▶ _COMPITI DA SVOLGERE_:
1) Copia la parte della poesia sull'invasione delle locuste che comincia dalle parole "il mare, i tuffi, le" e si ferma dopo le parole "collegio del sole.".
2) Nella poesia sull'invasione delle locuste, l'opera di quale compositore viene in mente per un attimo mentre cresce il ronzio?
3) Elenca tutti i suoni a cui la poesia sull'invasione delle locuste paragona il ronzio che cresce, prima che si distingua il rumore delle ali.

▶ _BRANO DEL DOCUMENTO_:
<<<<

La nuova età gregaria

o l’invasione delle locuste

 

 

I

 

Come in quei pomeriggi estivi, quando liquide

nel caldo appaiono le cose

in lontananza e fluttuanti

sull’ombra di se stesse, mentre tutto

dorme un sonno digestivo,

un riposo traspirante

da persiane e gelosie

 

e tu, non ancora adolescente, sotto il pergolato

evapori nella noia, agognando

il mare, i tuffi, le biglie e i disprezzi

l’indolenza dell’adulto panciapiena

assonnato,

                  così è il mondo

prima dell’invasione, immobile

zittito nel collegio del sole.

 

S’alza un fumo, un accumulo di nebbie cobalto

dapprima silenziose, poi ronzanti 

come la vecchia radio del bagnante

adusto a distanza d’occhio,

il bonfonchio s’intensifica ed eguaglia

le recriminazioni d’un taglia-erba, poi l’esuberanza

di un motorino in escandenscenza

uno di quelli truccati, con la marmitta

sgangherata; per un attimo, addirittura,

pensi ad un’ouverture di Wagner,

                                                     finché

non distingui l’acustica idraulica

di milioni d’ali sfrigolanti,

in fibrillazione su corazze lucide, idrogenate

sciami-armata di cavallette migratorie.

>>>>

▶ _DATI MOSTRATI_:
<<<<

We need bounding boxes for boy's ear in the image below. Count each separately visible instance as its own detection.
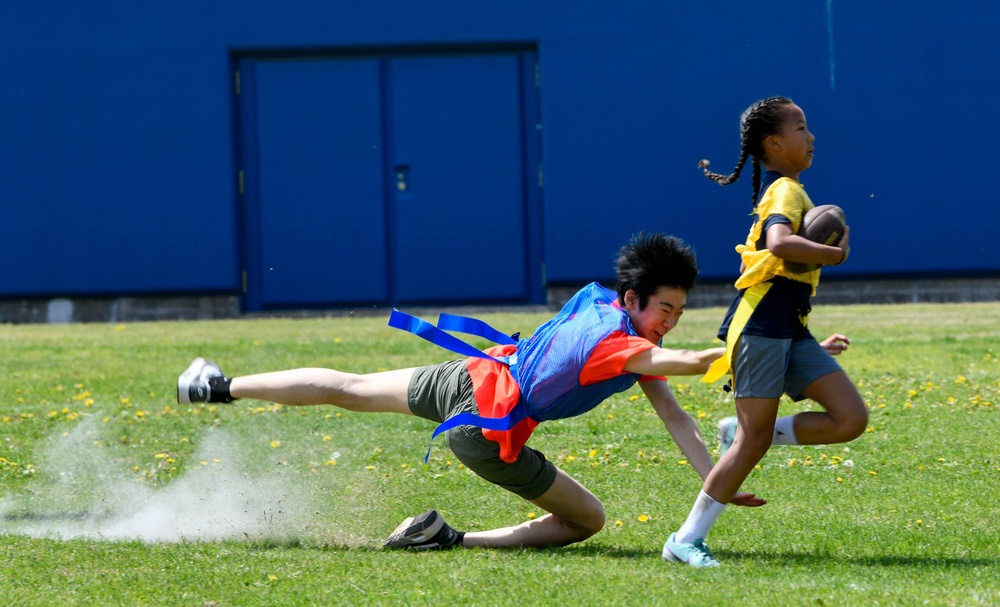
[623,289,639,308]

>>>>

▶ _SOLUZIONI_:
1)
il mare, i tuffi, le biglie e i disprezzi

l’indolenza dell’adulto panciapiena

assonnato,

                  così è il mondo

prima dell’invasione, immobile

zittito nel collegio del sole.

2) Un'ouverture di Wagner.

3) La vecchia radio del bagnante, un taglia-erba, un motorino truccato con la marmitta sgangherata, un'ouverture di Wagner.